#### What is expected:
Every record below, from first to last: print it exactly as shown.

────

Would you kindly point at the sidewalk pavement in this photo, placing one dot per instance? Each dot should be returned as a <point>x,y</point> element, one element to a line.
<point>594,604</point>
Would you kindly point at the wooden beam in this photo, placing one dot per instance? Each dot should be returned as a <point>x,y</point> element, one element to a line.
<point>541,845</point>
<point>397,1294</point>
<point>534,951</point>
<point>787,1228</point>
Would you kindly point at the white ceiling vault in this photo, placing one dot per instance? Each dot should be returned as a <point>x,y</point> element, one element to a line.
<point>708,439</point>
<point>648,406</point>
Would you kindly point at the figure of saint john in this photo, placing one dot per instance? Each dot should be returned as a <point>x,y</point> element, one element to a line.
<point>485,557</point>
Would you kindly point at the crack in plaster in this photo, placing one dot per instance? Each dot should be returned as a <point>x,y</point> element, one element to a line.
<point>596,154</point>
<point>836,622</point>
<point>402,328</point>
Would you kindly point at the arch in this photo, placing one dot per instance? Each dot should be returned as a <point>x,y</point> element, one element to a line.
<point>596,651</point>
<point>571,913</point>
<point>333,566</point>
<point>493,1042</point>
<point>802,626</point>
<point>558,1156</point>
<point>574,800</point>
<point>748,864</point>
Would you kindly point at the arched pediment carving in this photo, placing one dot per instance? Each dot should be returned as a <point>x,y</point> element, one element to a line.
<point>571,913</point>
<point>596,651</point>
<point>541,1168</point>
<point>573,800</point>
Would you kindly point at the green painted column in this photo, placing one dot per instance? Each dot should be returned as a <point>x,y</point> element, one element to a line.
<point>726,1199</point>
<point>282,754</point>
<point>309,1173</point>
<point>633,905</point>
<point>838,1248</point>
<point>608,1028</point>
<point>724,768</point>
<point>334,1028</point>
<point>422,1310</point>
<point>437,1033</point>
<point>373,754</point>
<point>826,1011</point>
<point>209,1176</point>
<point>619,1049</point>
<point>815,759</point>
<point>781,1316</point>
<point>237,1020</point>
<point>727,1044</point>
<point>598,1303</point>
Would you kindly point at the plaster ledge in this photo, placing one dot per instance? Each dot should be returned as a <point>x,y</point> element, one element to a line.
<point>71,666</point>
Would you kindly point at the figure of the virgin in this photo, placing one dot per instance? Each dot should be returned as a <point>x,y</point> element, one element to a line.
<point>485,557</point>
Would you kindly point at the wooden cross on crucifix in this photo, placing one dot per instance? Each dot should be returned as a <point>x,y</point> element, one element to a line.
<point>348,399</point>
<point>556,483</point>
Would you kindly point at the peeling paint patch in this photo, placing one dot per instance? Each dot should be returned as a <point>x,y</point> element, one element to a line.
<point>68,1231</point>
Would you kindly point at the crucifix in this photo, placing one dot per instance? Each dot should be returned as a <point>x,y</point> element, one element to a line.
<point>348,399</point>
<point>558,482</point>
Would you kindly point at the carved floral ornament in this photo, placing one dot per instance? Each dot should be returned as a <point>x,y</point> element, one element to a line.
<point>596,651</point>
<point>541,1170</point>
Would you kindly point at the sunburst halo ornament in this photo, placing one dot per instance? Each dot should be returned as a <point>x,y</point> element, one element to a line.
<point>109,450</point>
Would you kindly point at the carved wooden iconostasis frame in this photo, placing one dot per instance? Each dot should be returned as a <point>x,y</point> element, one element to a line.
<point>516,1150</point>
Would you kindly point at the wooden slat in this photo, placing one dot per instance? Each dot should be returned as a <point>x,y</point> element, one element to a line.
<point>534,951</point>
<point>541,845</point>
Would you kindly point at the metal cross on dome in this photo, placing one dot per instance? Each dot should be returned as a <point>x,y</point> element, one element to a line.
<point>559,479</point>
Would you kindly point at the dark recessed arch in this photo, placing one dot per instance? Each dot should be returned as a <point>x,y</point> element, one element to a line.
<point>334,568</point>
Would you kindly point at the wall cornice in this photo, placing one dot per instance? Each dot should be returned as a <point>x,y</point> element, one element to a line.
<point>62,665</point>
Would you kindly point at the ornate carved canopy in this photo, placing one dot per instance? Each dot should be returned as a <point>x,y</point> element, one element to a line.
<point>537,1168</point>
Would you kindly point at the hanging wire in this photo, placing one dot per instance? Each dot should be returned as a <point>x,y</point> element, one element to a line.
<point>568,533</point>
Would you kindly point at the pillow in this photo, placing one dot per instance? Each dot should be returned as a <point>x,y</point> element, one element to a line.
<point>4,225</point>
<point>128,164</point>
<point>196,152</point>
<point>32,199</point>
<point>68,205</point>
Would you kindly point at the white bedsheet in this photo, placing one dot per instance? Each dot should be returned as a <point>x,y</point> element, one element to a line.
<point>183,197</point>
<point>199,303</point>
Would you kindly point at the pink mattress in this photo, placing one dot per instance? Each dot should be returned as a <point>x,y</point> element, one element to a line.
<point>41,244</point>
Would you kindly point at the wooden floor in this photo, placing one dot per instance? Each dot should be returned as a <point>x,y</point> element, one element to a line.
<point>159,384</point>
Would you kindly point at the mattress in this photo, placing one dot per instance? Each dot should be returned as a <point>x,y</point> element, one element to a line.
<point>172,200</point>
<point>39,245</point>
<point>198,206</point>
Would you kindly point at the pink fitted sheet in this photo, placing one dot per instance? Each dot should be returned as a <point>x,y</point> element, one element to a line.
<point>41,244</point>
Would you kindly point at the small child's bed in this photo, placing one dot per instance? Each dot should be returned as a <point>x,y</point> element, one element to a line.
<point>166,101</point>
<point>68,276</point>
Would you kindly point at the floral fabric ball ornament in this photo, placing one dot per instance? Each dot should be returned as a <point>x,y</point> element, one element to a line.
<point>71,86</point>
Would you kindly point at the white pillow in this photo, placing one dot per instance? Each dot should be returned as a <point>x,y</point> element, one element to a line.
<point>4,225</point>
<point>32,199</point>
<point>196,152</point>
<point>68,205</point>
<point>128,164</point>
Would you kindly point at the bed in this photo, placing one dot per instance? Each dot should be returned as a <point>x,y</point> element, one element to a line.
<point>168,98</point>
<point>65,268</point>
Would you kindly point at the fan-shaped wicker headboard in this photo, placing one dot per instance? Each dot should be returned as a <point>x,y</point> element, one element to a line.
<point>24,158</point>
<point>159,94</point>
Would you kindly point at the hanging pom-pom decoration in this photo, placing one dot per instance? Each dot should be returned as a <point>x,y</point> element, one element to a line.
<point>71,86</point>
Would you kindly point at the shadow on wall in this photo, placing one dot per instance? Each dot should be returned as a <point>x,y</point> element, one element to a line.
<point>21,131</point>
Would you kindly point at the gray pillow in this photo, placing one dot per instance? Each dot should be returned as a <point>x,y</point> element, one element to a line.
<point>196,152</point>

────

#### Exercise answer:
Would you kindly point at the sidewalk pavement in this photo, placing one dot per instance? Each dot should be returned as a <point>x,y</point> element, one element to a line.
<point>594,604</point>
Would you kindly point at the wooden beam in this photo, placing one dot per instance? Each dot should be returned as a <point>x,y</point> element, one element to a line.
<point>541,845</point>
<point>397,1294</point>
<point>534,951</point>
<point>787,1228</point>
Would you kindly point at the white ceiling vault in this photo, placing one dot per instance? Each dot should be returned as a <point>x,y</point> element, one element to a line.
<point>708,439</point>
<point>648,406</point>
Would you kindly point at the figure of saint john in this photo, placing one dot per instance? Each dot should be returned as a <point>x,y</point> element, one element to a line.
<point>485,557</point>
Would you kindly point at the crack in plaster in this photo, placing one dot per instance? Each dot should be returned as a <point>x,y</point> element, one element to a line.
<point>596,154</point>
<point>836,622</point>
<point>402,328</point>
Would you kindly point at the arch in this photo, placing one dot per instance? Each dot should be returned as a <point>x,y</point> element, one element to a line.
<point>596,651</point>
<point>571,913</point>
<point>333,566</point>
<point>493,1042</point>
<point>802,626</point>
<point>558,1156</point>
<point>574,800</point>
<point>748,864</point>
Would you kindly point at the arched pediment carving in this photo, placing one dot per instance? Each dot should be returned as a <point>x,y</point> element, one element to a line.
<point>571,913</point>
<point>596,651</point>
<point>541,1168</point>
<point>573,800</point>
Would you kindly point at the green painted column in this photo, placing one dot per instance? Each dot should be returned as a <point>x,y</point> element, one element to a line.
<point>726,1199</point>
<point>282,754</point>
<point>309,1173</point>
<point>633,905</point>
<point>838,1248</point>
<point>608,1028</point>
<point>724,768</point>
<point>334,1028</point>
<point>422,1310</point>
<point>437,1033</point>
<point>373,754</point>
<point>826,1011</point>
<point>209,1176</point>
<point>619,1049</point>
<point>815,759</point>
<point>781,1316</point>
<point>237,1020</point>
<point>727,1044</point>
<point>598,1303</point>
Would you kindly point at the plaster ledge in this photo, placing one dot per instance? Each dot should be returned as a <point>x,y</point> element, one element to a line.
<point>71,666</point>
Would you kindly point at the figure of the virgin in this photo, placing one dot per instance? Each dot should be returned as a <point>x,y</point> element, one element to a line.
<point>485,557</point>
Would you kindly point at the wooden cross on crucifix in this photo, placing one dot per instance? Each dot should be returned as a <point>x,y</point> element, one element to a line.
<point>348,399</point>
<point>556,483</point>
Would you kindly point at the peeling paint patch in this photo, placing one dot per instance? Each dot should be returned as a <point>x,y</point> element, one element to a line.
<point>68,1231</point>
Would you kindly point at the crucifix in this photo, placing one dot per instance? Each dot should be returned as a <point>x,y</point> element, one element to a line.
<point>348,399</point>
<point>558,482</point>
Would you kindly point at the carved floral ornament in this photo, placing one dot per instance? Each dot should be returned as a <point>x,y</point> element, one element to a line.
<point>596,651</point>
<point>541,1170</point>
Would you kindly point at the sunburst halo ornament in this photo, placing one dot per instance? Each dot should be returned as a <point>x,y</point> element, one element to a line.
<point>109,450</point>
Would you kindly point at the carved wooden iconostasis frame in this photo, placing one dot per instance? Each dot should be returned as a <point>x,y</point> element, one element to a line.
<point>516,1150</point>
Would you kindly point at the wooden slat in this photo, placing one dot per instance? Each dot should be returned as a <point>x,y</point> element, one element to a line.
<point>534,951</point>
<point>541,845</point>
Would you kindly point at the metal cross on dome in this photo, placing one dot per instance? Each dot should be returned as a <point>x,y</point> element, one element to a line.
<point>559,479</point>
Would you kindly point at the dark recessed arch in this photo, placing one dot per instance? Each dot should be returned as a <point>x,y</point> element, one element to a line.
<point>334,568</point>
Would you kindly point at the wall cornice in this photo, placing one dot per instance? Each dot should be returned as a <point>x,y</point> element, one element to a line.
<point>62,665</point>
Would you kindly point at the ornate carved canopy in this photo, placing one dot per instance? Each dot should be returned as a <point>x,y</point> element, one element to a line.
<point>537,1168</point>
Would you kindly point at the hanging wire in this photo, placing one dot per instance? Each dot should be returned as a <point>x,y</point> element, one element to a line.
<point>568,533</point>
Would you kindly point at the pillow in this photo, placing one dot per instance? Each dot should be returned as a <point>x,y</point> element, one element to a line.
<point>4,225</point>
<point>128,164</point>
<point>196,152</point>
<point>32,199</point>
<point>68,205</point>
Would you kindly point at the white bedsheet in this photo, placing one dot per instance? Each dot should be returned as a <point>x,y</point> element, one element to a line.
<point>183,197</point>
<point>199,303</point>
Would you kindly point at the pink mattress in this photo, placing one dot per instance? Each dot should be returned as a <point>x,y</point> element, one element to a line.
<point>41,244</point>
Would you kindly point at the wooden floor in this photo, placing one dot per instance? Each dot should be returned as a <point>x,y</point> element, one element to a line.
<point>159,384</point>
Would you kindly point at the mattress in this photo, placing one dot per instance? Each dot should be returned as a <point>x,y</point> element, one element to a line.
<point>172,200</point>
<point>39,245</point>
<point>198,206</point>
Would you kindly point at the pink fitted sheet in this photo, placing one dot per instance? Each dot should be returned as a <point>x,y</point> element, one element to a line.
<point>41,244</point>
Would you kindly point at the small child's bed in this photo, placing one dot per instance? Each dot should be returned as a <point>x,y</point> element, one element to a line.
<point>166,101</point>
<point>68,276</point>
Would you kindly point at the floral fabric ball ornament in this photo, placing one dot per instance? Each dot should be returned as a <point>x,y</point> element, one element to a line.
<point>71,86</point>
Would you kindly point at the white pillow in this photo, placing one dot per instance? Each dot should be returned as a <point>x,y</point> element, one element to a line.
<point>4,225</point>
<point>32,199</point>
<point>196,152</point>
<point>68,205</point>
<point>128,164</point>
Would you kindly point at the bed in this photo, placing one dot per instance? Each dot should be returned as a <point>x,y</point> element, one element to a line.
<point>168,98</point>
<point>65,268</point>
Would you kindly point at the fan-shaped wicker headboard in this photo, placing one dot per instance? Each dot should be returned as a <point>x,y</point> element, one element to a line.
<point>24,158</point>
<point>159,94</point>
Would you kindly point at the hanging pom-pom decoration in this photo, placing one dot per instance? Each dot should be returned as a <point>x,y</point> element, one element to a line.
<point>71,86</point>
Would you kindly point at the shadow on wall in this photo, placing one dot per instance? Each dot should be returned as a <point>x,y</point> element, one element to a line.
<point>21,131</point>
Would you kindly point at the gray pillow in this photo, placing one dot per instance? Each dot should be returned as a <point>x,y</point> element, one element to a line.
<point>196,152</point>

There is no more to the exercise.